** start **

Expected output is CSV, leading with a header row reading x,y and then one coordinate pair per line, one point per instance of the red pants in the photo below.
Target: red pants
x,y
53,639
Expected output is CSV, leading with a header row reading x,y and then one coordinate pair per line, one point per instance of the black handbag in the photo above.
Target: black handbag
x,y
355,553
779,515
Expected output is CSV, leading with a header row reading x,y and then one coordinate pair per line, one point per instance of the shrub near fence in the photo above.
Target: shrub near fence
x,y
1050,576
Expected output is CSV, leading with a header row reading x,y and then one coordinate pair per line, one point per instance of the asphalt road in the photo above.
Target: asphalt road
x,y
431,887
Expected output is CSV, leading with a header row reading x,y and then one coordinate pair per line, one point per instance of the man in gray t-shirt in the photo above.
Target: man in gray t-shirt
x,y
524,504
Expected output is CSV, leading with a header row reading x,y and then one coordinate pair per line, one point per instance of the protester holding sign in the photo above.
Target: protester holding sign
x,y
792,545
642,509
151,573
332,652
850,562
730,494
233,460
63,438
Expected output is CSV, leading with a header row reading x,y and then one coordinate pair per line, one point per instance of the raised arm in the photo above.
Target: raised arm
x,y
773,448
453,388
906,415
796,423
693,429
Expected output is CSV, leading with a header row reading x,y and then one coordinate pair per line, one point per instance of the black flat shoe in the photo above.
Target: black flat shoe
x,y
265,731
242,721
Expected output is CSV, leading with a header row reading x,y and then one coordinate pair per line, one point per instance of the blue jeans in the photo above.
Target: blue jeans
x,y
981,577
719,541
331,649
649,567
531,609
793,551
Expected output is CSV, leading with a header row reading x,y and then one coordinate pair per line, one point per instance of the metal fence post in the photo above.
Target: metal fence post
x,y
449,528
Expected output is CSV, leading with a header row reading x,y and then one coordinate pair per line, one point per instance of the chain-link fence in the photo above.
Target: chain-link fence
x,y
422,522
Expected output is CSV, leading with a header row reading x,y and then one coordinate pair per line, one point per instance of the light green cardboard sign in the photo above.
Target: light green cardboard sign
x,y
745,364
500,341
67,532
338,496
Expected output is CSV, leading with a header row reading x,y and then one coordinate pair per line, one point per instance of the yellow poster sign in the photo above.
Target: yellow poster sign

** end **

**Your goal**
Reproduce verbatim the stretch of the listing above from the line containing "arm in the photo above." through the end of the listing, both ends included.

**Exercise result**
Expected output is CSV, leading with a header row reading x,y and then one coordinate pair per line, one point per instance of the raised arm in the photo above.
Target: raised arm
x,y
773,448
453,388
906,415
796,423
693,429
Expected output is CSV, leading with a header row reading x,y and then one coordinate pair per line, one point per instance of the black flat shoe in the photo above.
Target: black flat shoe
x,y
265,731
242,721
Expected output is CSV, leading with a header row reading x,y and then one coordinate pair per line, one point per instance of the blue jeans in the photo above.
Target: blue jeans
x,y
981,577
719,541
331,649
649,567
531,609
793,551
Expected output is CSV, leading with a header row reading x,y and then one coordinate pair per line, one point per instance of the metal fence post in the photo above.
Target: metal fence post
x,y
449,528
Expected output is CSV, leading with a header row reading x,y and then one coordinate pair per line, one point per instance of the chain-link fence in the photo above.
Target: chain-link fence
x,y
422,522
Expected output is CSV, leading with a header row reading x,y and then one coordinate pair per line, one point per instance of the light green cardboard sign in the photo above.
Target: light green cardboard sign
x,y
745,364
500,341
67,532
338,496
Expected output is CSV, leading with a header row reading x,y and then one coordinate pair per line, one point per instance of the yellow poster sign in the photo above.
Target: yellow poster sign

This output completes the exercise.